__Task to carry out__: Write out all of the entries exactly as given.

__Input__:
↓
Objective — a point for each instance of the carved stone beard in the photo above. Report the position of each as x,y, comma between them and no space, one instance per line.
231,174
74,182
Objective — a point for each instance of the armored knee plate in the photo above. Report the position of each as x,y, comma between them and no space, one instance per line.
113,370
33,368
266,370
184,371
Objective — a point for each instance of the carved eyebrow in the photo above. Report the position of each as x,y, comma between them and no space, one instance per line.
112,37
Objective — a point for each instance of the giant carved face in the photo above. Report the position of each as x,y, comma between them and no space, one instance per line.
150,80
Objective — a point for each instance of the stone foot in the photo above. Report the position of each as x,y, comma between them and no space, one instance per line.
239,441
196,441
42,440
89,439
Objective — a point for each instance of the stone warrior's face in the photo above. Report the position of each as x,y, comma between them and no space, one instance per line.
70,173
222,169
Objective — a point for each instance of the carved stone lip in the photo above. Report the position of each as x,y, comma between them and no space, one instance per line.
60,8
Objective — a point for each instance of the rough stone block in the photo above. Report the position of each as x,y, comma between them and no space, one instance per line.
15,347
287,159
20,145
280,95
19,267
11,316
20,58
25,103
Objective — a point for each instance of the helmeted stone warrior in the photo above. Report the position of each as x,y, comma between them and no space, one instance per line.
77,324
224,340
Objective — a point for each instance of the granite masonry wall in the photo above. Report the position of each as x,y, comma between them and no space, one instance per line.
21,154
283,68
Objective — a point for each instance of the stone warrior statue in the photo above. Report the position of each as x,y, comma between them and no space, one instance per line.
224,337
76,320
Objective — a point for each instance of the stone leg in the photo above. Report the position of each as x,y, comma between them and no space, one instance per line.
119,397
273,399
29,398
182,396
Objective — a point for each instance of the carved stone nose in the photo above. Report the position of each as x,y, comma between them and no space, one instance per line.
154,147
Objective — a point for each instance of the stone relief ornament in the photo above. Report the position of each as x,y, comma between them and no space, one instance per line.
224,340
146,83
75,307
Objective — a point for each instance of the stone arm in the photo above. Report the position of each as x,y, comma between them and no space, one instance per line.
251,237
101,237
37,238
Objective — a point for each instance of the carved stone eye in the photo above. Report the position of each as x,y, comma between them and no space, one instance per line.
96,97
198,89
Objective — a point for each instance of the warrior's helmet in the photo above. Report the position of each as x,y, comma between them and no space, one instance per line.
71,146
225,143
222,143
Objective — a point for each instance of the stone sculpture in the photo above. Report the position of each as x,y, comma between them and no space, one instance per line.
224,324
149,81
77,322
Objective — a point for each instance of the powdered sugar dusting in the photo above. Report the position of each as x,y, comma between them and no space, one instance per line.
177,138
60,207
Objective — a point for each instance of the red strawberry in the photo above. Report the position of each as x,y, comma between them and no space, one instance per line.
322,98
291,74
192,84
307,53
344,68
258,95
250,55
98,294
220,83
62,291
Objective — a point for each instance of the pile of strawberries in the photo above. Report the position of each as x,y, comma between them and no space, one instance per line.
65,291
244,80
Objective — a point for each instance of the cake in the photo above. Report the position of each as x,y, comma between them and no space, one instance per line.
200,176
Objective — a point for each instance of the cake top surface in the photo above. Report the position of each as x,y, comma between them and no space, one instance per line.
↑
__Solution to the exercise__:
Objective — a point for each instance of the carved stone beard in the photo above. Report the position of each as x,y, comma between them and no space, one instance per line.
231,174
74,182
Objective — a point for each instance of the armored knee plate in the photo above. Report the position of each as x,y, comma between them and no space, one instance per line.
113,370
33,368
266,370
184,371
Objective — a point for each instance of the carved eyebrow in the photo above. Report the position of each as x,y, comma between them and no space, one instance per line.
112,37
Objective — a point for each instance of the giant carved face in the photo above. Report the position of each as x,y, comma between them and no space, one instance per line.
150,80
Objective — a point for each instance of the stone foot in the photo above. Report the position of each as x,y, comma between them and no space, one instance per line.
239,441
196,441
42,440
89,439
Objective — a point for each instance of the stone warrior's face in the photo above. Report the position of each as x,y, comma between them and no space, one instance per line.
70,173
222,169
Objective — a point for each instance of the carved stone lip in the photo above. Report the position of each as x,y, comma between them and no space, one instance per line.
60,8
Objective — a point for each instance of the rough stone block in the photo above. Report the position of each as x,y, comma between them and no space, one instance per line.
15,347
287,159
20,145
280,95
19,267
11,316
20,58
25,103
Objective — a point for each instance of the helmeted stone warrior in the photo above. Report the position of each as x,y, comma between them and no space, one instance per line.
77,324
224,340
Objective — a point for each instance of the granite masonry wall in the photo above. Report the position of each as x,y, comma between them and no space, one instance per line.
21,154
283,68
Objective — a point for each instance of the stone warrior statue in the photo above. Report the position of each as x,y, comma between them and no space, one instance per line.
224,337
76,320
Objective — a point for each instance of the stone leg in the photo above. Report the position of each as x,y, comma between them and no space, one instance per line.
119,397
273,399
29,398
182,396
Objective — a point for each instance of the carved stone nose in the photo above. Report the position of each as x,y, comma between them and no space, one instance per line.
154,147
Objective — a point for each instance of the stone relief ornament in the photo above. Report the position of each as x,y, comma between them and no space, one instance per line.
224,340
146,83
75,307
Objective — a point for each instance of the stone arm in the photo above. Report the position of each as x,y, comma between them and no space, one instance per line.
251,237
101,237
37,238
Objective — a point for each instance of the carved stone eye in the photo above. Report the position of each as x,y, comma between them and no space, one instance per line.
96,97
198,89
Objective — a point for each instance of the warrior's helmet in the photo above. Report the position of each as x,y, comma between them and no space, one instance per line.
71,146
225,143
222,143
Objective — a point for each instance of the stone sculpture in the photo above. Report the position of each as x,y, comma between them and no space, one instance per line.
224,324
149,81
77,322
Objective — a point for each instance of the powdered sugar dusting in the photo above. Report the position of each as x,y, comma between them and no space, one instance per line.
177,138
60,207
Objective — a point for each instance of the red strawberry in the photo above. Report the position of each as x,y, comma between them and no space, one instance per line.
322,98
291,74
192,84
307,53
344,68
258,95
250,55
98,294
220,83
62,291
Objective — a point for each instance of the pile of strawberries in the photo above. Report the position of each as x,y, comma between them and no space, one instance per line.
65,291
244,80
Objective — a point for each instance of the cake in the photo above. Report the position of each as x,y, comma between them and no space, one instance per line.
200,176
Objective — a point for each instance of the cake top surface in the photo above. Report the position of each as x,y, comma between them and no space, one instance per line.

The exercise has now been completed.